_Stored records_
== Segment start ==

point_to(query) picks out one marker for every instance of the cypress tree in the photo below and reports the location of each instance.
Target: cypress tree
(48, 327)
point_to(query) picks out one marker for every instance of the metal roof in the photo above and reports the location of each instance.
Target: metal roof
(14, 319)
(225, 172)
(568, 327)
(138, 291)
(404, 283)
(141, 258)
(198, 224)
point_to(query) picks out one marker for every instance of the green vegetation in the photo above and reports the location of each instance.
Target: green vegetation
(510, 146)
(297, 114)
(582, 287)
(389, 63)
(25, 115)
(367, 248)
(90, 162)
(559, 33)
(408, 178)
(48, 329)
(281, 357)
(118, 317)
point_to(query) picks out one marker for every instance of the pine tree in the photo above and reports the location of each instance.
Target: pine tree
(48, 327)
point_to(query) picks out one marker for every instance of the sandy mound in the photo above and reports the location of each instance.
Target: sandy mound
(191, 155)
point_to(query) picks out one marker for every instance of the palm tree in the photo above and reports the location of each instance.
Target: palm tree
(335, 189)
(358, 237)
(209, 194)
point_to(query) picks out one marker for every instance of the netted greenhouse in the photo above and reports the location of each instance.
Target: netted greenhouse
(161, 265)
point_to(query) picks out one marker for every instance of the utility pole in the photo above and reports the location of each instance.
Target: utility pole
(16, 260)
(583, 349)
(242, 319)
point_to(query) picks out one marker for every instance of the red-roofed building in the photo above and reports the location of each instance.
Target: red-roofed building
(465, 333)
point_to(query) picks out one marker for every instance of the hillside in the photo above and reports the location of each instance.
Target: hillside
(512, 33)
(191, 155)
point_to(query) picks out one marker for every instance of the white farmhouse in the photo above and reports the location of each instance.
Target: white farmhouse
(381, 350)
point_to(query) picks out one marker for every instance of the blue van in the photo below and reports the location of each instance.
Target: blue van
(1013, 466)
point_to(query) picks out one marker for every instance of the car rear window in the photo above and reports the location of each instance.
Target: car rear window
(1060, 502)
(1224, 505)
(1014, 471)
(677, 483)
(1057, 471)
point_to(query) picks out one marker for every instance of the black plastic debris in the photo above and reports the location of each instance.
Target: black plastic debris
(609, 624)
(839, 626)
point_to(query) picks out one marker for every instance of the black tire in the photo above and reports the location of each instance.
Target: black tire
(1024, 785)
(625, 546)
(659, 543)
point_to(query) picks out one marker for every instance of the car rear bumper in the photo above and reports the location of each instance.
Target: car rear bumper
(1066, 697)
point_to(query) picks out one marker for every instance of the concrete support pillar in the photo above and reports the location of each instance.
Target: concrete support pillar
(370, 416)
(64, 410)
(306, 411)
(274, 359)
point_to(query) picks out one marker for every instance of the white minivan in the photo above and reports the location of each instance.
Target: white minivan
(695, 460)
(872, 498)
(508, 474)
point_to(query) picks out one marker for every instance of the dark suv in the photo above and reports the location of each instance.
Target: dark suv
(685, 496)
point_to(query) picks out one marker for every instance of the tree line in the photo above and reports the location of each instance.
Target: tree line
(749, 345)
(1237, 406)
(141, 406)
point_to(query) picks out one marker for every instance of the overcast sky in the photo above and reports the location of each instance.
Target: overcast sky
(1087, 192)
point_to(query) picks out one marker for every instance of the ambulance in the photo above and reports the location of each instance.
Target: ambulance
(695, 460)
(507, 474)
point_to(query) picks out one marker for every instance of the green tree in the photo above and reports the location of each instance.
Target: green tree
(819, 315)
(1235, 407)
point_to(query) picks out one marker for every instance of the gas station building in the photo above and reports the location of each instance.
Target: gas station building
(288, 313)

== Segment end ==

_WHAT IS EXPECTED_
The lines to return begin at the first line of the records and end at the line holding "of the palm"; please return them exactly, including both, and nothing beyond.

_THE ANSWER_
point_to(query) picks out one marker for every instance of the cypress tree in the photo below and reports the location of each instance.
Target: cypress tree
(48, 327)
point_to(query) picks out one marker for every instance of the metal roof in the photo above and reports the location of each instance.
Target: metal roof
(14, 319)
(225, 172)
(568, 327)
(138, 291)
(404, 283)
(141, 258)
(198, 224)
point_to(query) picks out one marker for every instance of the green vegetation in the photo above and reports the location of each instance.
Target: green vegetation
(510, 146)
(297, 114)
(582, 287)
(389, 63)
(25, 115)
(367, 248)
(90, 162)
(559, 33)
(408, 178)
(48, 329)
(281, 357)
(118, 317)
point_to(query) picks out one marker for every instance of the pine tree in the photo above and reports the location of each instance.
Target: pine tree
(48, 327)
point_to(query) picks out one marker for every instance of the sandy mound in the photo above and reports the location of each instance.
Target: sandy mound
(191, 155)
point_to(query) picks out one marker for every instance of the palm tree in the photo above and reports the location of each instance.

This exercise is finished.